## WHAT TO PRODUCE
Show each line of the records containing the word "green", copied in full. Only matches with the same capitalization count.

## SUPPLIED INFORMATION
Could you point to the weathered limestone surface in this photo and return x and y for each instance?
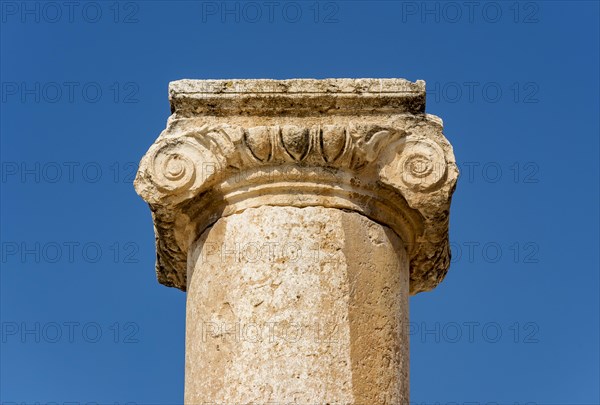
(350, 173)
(298, 306)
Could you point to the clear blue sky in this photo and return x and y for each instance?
(84, 94)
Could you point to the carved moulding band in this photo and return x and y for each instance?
(400, 173)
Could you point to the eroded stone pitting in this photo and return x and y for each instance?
(351, 175)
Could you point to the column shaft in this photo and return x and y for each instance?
(297, 305)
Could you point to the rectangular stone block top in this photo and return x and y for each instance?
(296, 97)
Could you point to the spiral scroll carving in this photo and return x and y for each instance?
(421, 164)
(181, 165)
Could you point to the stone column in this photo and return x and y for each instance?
(299, 215)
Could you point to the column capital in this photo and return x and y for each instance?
(364, 145)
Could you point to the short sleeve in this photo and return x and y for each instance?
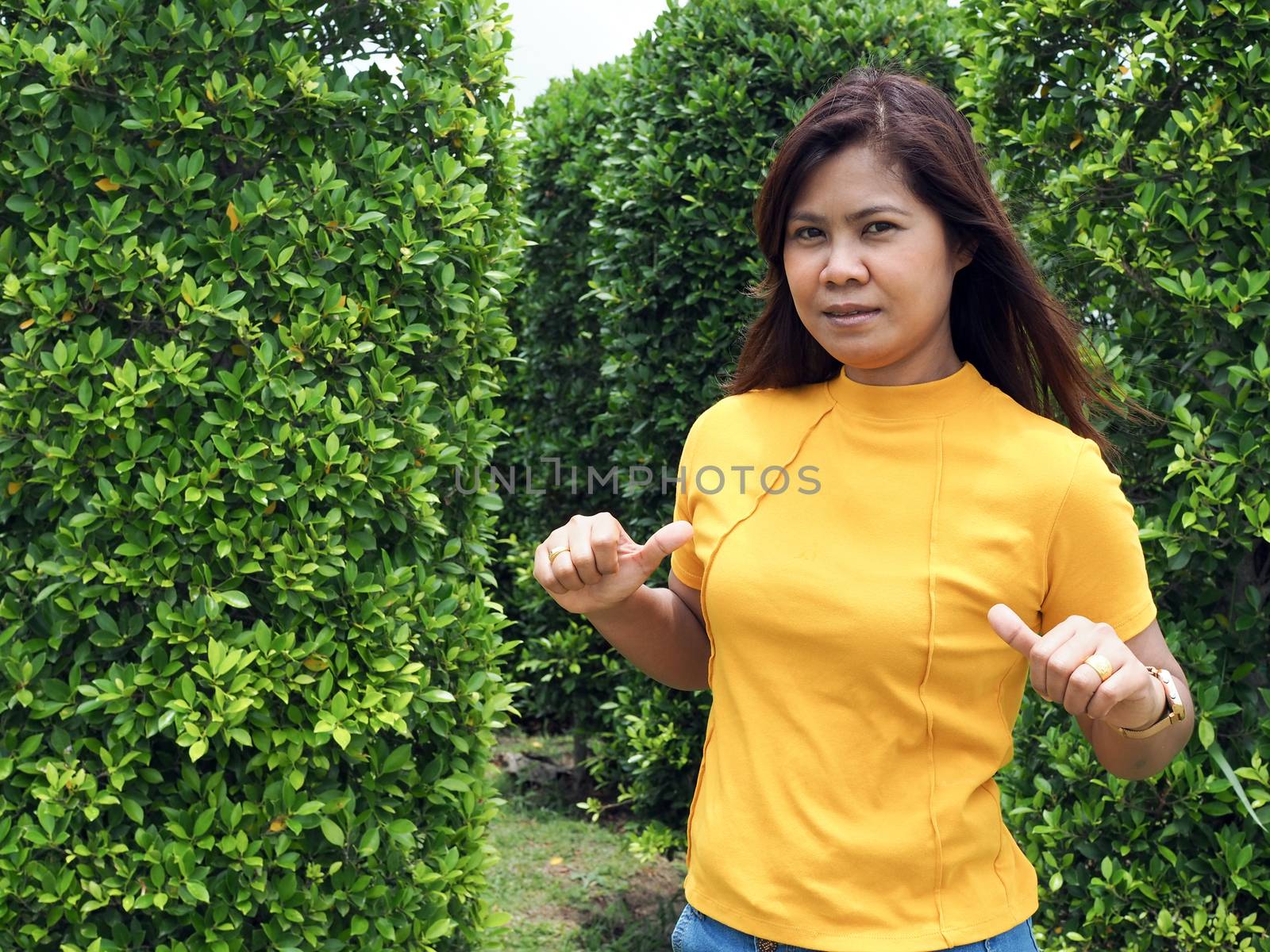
(685, 562)
(1094, 564)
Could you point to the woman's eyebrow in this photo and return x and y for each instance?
(864, 213)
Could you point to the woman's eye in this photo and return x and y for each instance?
(810, 228)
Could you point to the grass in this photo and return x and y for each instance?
(568, 882)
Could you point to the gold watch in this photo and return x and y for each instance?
(1175, 710)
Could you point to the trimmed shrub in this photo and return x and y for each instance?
(253, 313)
(641, 184)
(1137, 139)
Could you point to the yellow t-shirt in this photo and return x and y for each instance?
(863, 702)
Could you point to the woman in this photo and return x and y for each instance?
(872, 528)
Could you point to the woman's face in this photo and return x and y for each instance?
(895, 260)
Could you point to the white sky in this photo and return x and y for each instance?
(552, 37)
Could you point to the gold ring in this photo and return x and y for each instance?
(1100, 664)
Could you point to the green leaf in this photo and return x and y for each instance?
(332, 831)
(234, 597)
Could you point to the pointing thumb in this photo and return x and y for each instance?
(662, 543)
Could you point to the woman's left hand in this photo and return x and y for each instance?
(1132, 697)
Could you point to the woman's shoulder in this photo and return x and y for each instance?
(772, 405)
(1028, 436)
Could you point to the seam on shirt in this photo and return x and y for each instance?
(1049, 536)
(705, 620)
(930, 654)
(971, 403)
(816, 935)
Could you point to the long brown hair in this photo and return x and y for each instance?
(1003, 321)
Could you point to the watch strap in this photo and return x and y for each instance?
(1175, 710)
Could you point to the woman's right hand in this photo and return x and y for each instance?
(603, 565)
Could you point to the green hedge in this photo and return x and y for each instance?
(1138, 137)
(641, 179)
(254, 314)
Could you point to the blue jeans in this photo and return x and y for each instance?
(698, 932)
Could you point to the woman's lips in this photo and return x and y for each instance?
(849, 321)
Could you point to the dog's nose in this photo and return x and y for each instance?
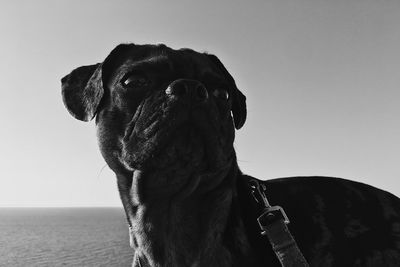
(185, 88)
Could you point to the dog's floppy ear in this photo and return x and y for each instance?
(83, 88)
(239, 110)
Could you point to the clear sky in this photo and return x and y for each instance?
(321, 77)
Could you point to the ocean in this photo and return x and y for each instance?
(64, 237)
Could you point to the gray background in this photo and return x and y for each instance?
(321, 78)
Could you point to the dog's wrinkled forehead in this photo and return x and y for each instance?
(86, 87)
(160, 61)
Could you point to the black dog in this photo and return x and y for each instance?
(165, 120)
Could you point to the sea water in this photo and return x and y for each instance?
(64, 237)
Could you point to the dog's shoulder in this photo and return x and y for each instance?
(332, 216)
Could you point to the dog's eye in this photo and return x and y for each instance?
(135, 81)
(221, 93)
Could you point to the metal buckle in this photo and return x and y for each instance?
(271, 215)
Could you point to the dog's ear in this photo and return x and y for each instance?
(83, 88)
(239, 110)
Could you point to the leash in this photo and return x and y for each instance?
(273, 224)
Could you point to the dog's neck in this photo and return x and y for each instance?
(194, 231)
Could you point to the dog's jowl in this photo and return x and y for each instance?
(166, 123)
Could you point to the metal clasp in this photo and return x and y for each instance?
(270, 213)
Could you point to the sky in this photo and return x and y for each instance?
(321, 79)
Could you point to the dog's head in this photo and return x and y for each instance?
(169, 114)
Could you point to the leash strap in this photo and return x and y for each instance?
(273, 223)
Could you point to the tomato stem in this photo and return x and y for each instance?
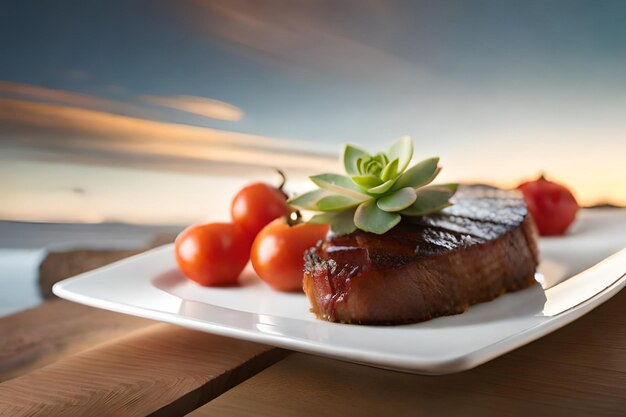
(283, 180)
(294, 218)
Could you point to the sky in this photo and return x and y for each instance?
(175, 103)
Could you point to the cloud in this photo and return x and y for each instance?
(93, 135)
(213, 109)
(306, 37)
(51, 95)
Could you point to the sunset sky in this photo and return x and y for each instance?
(152, 111)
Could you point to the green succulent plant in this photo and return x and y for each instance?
(377, 192)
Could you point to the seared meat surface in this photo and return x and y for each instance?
(436, 265)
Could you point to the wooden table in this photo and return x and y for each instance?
(65, 359)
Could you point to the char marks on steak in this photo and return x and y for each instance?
(435, 265)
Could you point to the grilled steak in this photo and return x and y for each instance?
(436, 265)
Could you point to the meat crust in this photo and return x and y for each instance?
(474, 251)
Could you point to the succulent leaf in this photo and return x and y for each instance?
(338, 202)
(398, 200)
(430, 199)
(351, 157)
(382, 188)
(419, 174)
(390, 171)
(378, 191)
(338, 184)
(370, 218)
(367, 181)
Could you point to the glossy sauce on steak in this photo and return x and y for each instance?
(436, 265)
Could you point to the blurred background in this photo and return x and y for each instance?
(124, 121)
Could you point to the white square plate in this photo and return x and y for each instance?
(149, 285)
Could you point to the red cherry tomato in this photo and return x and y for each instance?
(277, 254)
(256, 205)
(552, 205)
(213, 254)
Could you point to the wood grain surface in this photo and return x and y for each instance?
(579, 370)
(161, 370)
(39, 336)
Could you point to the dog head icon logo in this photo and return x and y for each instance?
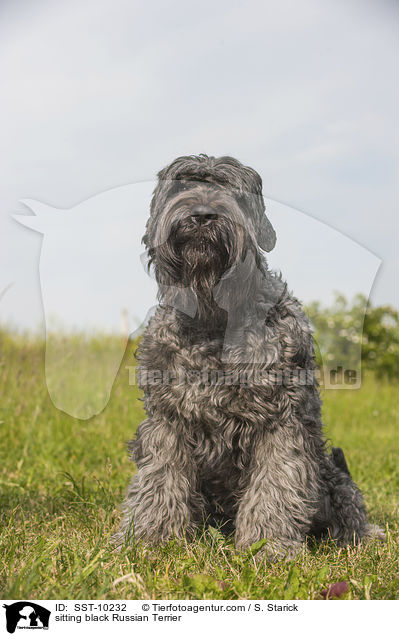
(26, 615)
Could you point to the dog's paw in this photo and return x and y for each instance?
(375, 532)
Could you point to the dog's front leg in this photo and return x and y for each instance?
(162, 500)
(279, 499)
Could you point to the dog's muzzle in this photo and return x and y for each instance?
(202, 215)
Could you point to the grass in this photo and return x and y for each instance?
(62, 481)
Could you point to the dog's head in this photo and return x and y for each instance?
(207, 216)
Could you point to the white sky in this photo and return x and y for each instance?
(102, 93)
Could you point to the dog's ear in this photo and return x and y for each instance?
(267, 235)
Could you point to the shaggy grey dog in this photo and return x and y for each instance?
(234, 432)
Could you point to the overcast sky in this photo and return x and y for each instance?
(103, 93)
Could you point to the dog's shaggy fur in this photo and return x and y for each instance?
(249, 455)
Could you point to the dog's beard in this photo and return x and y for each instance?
(194, 261)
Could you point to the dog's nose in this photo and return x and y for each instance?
(203, 215)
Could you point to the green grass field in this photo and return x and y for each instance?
(62, 481)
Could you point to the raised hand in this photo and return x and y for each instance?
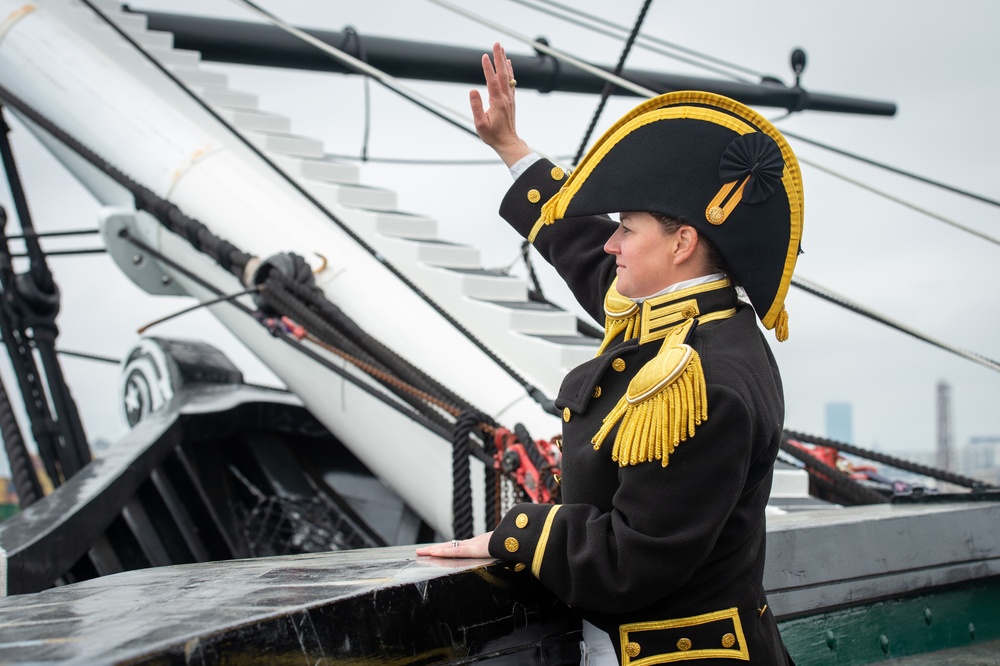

## EXERCISE RESPONSE
Could you point to the green leaf in this photo and return x and y for each instance?
Could you point to the green hedge in this photo and return x and y for each instance?
Could you point to the green succulent plant in this photo and return x and y for each instance?
Could you point to the green grass field in this photo and return x and y for each instance?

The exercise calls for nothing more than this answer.